Document extract |
══════════
FS(5) BSD File Formats Manual FS(5)
NAME
fs, inode -- format of file system volume
SYNOPSIS
#include <sys/types.h>
#include <ufs/fs.h>
#include <ufs/inode.h>
DESCRIPTION
The files <fs.h> and <inode.h> declare several structures, defined variables and macros which are used
to create and manage the underlying format of file system objects on random access devices (disks).
The block size and number of blocks which comprise a file system are parameters of the file system.
Sectors beginning at BBLOCK and continuing for BBSIZE are used for a disklabel and for some hardware
primary and secondary bootstrapping programs.
══════════
Extracted material |

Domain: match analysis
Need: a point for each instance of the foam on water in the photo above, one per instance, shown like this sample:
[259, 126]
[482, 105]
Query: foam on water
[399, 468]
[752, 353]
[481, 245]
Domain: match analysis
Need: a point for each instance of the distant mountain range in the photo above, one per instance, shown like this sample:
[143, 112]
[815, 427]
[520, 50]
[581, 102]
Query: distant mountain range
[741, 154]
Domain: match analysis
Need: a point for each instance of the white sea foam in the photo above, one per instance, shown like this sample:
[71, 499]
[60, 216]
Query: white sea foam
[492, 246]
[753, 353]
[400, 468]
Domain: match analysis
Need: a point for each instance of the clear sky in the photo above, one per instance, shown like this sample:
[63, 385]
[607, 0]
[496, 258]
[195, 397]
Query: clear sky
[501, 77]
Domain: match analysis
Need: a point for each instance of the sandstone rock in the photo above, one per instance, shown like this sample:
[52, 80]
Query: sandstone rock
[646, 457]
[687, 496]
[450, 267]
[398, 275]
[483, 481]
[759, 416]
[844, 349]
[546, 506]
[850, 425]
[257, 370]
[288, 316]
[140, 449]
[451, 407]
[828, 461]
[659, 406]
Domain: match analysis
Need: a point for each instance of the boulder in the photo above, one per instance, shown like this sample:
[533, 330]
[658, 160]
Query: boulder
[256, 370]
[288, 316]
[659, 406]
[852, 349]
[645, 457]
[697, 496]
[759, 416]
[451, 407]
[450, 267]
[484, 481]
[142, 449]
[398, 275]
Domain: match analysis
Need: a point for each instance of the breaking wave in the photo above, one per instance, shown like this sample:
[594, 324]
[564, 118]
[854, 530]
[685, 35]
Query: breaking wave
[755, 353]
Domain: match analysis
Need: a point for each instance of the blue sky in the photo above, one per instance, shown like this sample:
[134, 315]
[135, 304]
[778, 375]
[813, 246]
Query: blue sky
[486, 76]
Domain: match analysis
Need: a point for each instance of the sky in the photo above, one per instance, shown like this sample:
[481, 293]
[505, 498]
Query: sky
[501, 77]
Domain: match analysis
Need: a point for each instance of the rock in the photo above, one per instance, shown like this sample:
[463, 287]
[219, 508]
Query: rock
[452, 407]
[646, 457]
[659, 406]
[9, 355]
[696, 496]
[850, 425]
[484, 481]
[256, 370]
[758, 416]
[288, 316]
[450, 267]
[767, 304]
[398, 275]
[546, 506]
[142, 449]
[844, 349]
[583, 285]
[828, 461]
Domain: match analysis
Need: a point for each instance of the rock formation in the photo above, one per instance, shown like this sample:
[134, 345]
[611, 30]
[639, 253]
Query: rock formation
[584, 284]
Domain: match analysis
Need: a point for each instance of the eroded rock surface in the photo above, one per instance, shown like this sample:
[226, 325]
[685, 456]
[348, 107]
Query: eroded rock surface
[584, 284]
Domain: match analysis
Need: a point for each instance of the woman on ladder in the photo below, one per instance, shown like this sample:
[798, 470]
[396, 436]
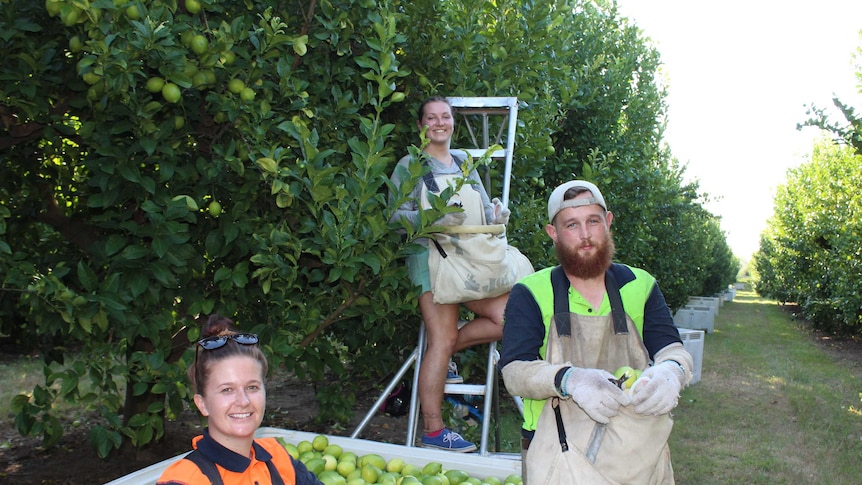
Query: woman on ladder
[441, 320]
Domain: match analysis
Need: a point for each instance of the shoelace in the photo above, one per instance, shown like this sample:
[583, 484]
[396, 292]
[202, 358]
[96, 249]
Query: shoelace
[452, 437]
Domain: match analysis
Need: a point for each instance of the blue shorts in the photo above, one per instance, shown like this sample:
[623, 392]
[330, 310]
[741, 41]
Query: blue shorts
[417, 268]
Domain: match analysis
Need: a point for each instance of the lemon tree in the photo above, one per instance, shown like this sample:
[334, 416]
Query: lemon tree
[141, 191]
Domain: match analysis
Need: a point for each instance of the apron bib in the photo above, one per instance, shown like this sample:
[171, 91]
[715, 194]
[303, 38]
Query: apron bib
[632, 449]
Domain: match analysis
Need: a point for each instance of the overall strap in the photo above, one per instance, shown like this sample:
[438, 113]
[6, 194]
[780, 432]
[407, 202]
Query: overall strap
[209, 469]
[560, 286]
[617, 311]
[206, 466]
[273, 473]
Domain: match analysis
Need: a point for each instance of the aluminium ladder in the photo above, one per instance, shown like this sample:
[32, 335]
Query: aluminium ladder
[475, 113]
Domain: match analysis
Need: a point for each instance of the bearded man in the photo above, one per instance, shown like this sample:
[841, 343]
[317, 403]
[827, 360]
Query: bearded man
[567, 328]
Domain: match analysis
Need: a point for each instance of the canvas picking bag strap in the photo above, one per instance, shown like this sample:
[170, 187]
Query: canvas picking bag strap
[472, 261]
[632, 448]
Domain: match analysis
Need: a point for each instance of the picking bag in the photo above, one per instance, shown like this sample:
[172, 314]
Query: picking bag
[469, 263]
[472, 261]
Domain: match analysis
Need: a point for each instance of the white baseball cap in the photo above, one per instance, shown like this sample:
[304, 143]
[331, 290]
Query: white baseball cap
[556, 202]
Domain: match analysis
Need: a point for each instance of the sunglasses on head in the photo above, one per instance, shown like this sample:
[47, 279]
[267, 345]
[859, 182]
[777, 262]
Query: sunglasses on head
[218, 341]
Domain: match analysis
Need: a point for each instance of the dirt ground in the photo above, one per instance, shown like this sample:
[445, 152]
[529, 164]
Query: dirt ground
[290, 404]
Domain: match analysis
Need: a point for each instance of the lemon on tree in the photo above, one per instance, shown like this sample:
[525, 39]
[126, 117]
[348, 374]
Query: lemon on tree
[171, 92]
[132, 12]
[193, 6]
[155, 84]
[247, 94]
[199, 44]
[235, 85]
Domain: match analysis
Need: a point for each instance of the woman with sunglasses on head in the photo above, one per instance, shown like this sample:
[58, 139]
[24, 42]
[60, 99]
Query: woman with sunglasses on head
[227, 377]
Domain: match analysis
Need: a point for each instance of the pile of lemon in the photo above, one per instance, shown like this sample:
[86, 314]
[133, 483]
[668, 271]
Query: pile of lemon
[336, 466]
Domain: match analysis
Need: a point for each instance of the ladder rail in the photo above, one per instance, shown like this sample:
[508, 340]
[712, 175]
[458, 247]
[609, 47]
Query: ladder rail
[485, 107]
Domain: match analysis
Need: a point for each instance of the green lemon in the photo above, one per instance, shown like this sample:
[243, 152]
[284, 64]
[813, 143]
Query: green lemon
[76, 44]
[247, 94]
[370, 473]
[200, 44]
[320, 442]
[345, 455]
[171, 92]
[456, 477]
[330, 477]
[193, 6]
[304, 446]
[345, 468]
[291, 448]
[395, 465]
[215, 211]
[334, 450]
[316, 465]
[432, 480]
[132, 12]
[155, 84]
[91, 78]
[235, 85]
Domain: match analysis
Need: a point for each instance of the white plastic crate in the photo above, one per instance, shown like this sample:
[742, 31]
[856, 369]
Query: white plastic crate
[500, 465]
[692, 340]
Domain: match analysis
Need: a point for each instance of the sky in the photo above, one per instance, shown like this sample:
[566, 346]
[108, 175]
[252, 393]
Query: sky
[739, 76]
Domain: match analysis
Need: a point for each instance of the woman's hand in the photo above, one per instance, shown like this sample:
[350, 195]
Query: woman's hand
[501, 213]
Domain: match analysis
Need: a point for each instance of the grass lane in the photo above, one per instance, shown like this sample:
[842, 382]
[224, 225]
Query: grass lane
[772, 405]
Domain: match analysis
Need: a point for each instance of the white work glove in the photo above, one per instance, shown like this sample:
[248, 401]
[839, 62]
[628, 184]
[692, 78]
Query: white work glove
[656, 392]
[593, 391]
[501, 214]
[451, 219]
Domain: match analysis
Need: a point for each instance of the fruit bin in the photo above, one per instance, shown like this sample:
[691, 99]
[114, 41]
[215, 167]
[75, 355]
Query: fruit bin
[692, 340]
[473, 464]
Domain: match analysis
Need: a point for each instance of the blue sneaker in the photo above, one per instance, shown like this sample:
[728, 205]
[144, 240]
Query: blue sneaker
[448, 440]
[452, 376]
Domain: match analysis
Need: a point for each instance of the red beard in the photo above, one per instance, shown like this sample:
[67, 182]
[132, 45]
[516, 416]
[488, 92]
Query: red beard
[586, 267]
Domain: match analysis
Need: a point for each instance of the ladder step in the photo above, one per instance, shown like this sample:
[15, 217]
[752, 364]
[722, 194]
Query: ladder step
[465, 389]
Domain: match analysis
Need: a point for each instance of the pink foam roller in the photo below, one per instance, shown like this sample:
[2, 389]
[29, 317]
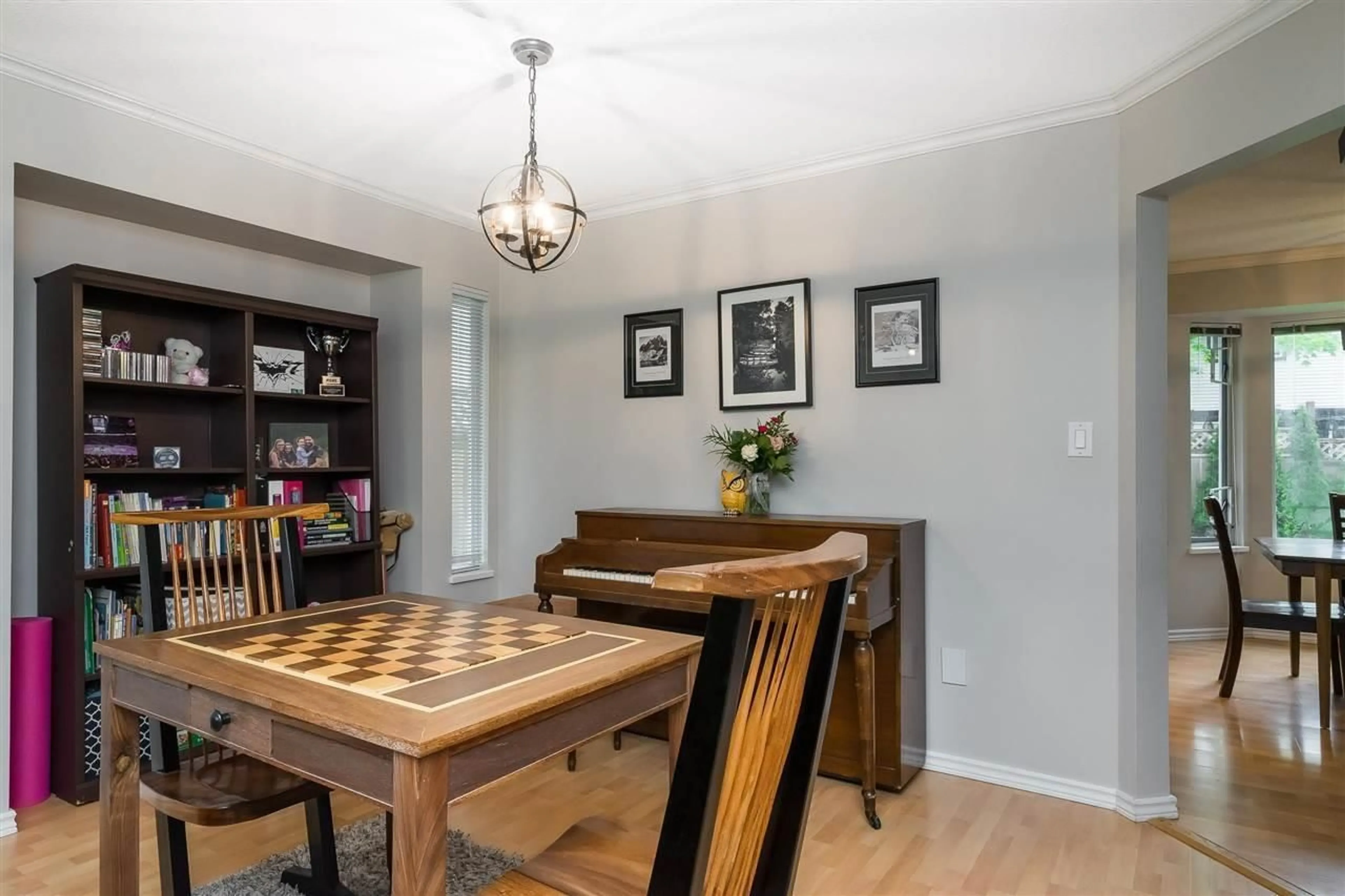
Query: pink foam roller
══════════
Work instructions |
1 – Reproduce everything from "The block size" down to "secondary bootstrapping programs." in the file system format manual page, swapping "bootstrapping" for "boot".
2 – Copy out every line of the rows that contains the word "step".

Replies |
1 –
The block size and number of blocks which comprise a file system are parameters of the file system.
Sectors beginning at BBLOCK and continuing for BBSIZE are used for a disklabel and for some hardware
primary and secondary boot programs.

2 –
Need: a point for each instance of the ladder step in the photo above, one per instance, shown like this sample:
Query: ladder step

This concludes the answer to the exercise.